• _Data for processing_:
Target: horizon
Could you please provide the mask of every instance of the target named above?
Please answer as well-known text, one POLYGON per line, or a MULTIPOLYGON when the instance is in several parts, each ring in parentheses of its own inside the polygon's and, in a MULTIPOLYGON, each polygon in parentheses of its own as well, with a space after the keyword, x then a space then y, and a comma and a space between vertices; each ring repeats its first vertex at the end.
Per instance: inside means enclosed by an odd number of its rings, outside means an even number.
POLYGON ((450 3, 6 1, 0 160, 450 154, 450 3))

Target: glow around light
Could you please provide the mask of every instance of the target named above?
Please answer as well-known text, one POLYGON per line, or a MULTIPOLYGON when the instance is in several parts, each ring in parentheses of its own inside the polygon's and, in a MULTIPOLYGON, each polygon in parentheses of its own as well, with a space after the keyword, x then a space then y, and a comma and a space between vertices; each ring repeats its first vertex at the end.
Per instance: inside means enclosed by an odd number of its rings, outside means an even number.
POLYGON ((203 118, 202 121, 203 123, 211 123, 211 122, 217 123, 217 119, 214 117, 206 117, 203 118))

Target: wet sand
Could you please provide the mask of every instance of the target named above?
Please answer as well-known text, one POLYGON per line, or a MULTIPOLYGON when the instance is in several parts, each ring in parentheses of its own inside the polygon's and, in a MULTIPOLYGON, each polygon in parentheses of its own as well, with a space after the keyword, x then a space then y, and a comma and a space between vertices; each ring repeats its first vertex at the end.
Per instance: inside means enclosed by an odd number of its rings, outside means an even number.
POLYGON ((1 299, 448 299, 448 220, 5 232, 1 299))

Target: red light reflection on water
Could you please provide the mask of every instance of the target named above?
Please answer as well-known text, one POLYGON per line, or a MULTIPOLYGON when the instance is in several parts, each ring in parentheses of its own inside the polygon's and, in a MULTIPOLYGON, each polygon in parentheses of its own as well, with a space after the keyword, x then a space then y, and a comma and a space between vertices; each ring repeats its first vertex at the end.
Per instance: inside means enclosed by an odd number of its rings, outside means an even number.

• _Your goal_:
Edit the lines from the one holding "Target: red light reflection on water" through the end, inclusive, changing "instance" to "object" and leaving everything else the same.

• _Exercise result_:
Target: red light reflection on water
Could you please provide the mask of every object of the target named above?
Please answer as well-known text, one POLYGON per line, or a MULTIPOLYGON when the object is in several parts, each ring in parentheses of its own inside the polygon's and, in a MULTIPOLYGON, each polygon in parentheses of its own as well, with a space after the keyword, x then a space then y, and a comma and a space between vertices; each ring repeats its first vertex at the end.
Per object: inside means enclosed by an odd number of its rings, outside means an even number.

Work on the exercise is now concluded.